*Your instructions*.
How many lines in the data below contain the word "verge"? Reply with the number alone.

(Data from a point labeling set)
···
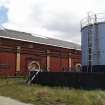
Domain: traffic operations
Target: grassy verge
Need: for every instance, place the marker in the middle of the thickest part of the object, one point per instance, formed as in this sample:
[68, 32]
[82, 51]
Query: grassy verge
[43, 95]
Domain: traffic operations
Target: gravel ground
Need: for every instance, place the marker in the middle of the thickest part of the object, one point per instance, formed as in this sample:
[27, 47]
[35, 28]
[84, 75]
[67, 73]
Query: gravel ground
[9, 101]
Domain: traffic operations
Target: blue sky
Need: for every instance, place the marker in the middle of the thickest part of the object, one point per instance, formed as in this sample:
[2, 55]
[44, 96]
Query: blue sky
[3, 15]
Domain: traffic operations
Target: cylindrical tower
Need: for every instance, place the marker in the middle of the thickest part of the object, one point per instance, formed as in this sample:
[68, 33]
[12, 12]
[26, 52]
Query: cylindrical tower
[93, 43]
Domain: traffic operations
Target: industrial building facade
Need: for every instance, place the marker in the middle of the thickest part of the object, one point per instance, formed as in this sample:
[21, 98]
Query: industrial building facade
[21, 52]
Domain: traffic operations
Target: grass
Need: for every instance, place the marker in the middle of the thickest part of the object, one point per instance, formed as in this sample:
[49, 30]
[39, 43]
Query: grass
[44, 95]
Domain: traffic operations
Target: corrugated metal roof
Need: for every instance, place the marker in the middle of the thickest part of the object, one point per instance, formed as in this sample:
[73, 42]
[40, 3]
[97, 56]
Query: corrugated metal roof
[23, 36]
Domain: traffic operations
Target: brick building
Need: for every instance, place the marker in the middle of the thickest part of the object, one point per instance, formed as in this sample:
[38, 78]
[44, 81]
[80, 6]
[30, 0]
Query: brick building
[21, 52]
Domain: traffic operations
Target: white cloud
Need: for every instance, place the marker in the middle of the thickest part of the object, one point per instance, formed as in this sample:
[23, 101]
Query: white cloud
[53, 18]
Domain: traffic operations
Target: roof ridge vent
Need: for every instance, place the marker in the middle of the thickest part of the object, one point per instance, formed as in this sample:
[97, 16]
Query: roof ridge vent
[38, 35]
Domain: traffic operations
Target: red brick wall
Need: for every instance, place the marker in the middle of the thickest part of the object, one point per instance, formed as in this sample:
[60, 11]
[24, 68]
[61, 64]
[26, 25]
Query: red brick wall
[7, 63]
[59, 57]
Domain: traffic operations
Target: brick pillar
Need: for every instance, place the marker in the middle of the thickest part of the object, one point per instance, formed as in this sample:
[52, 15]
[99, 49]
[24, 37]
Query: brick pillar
[48, 60]
[18, 59]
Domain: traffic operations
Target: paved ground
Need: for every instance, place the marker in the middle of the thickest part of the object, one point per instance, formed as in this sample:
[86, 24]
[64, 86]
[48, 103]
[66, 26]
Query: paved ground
[9, 101]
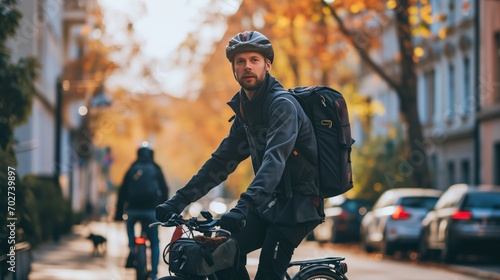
···
*Response to the exercise*.
2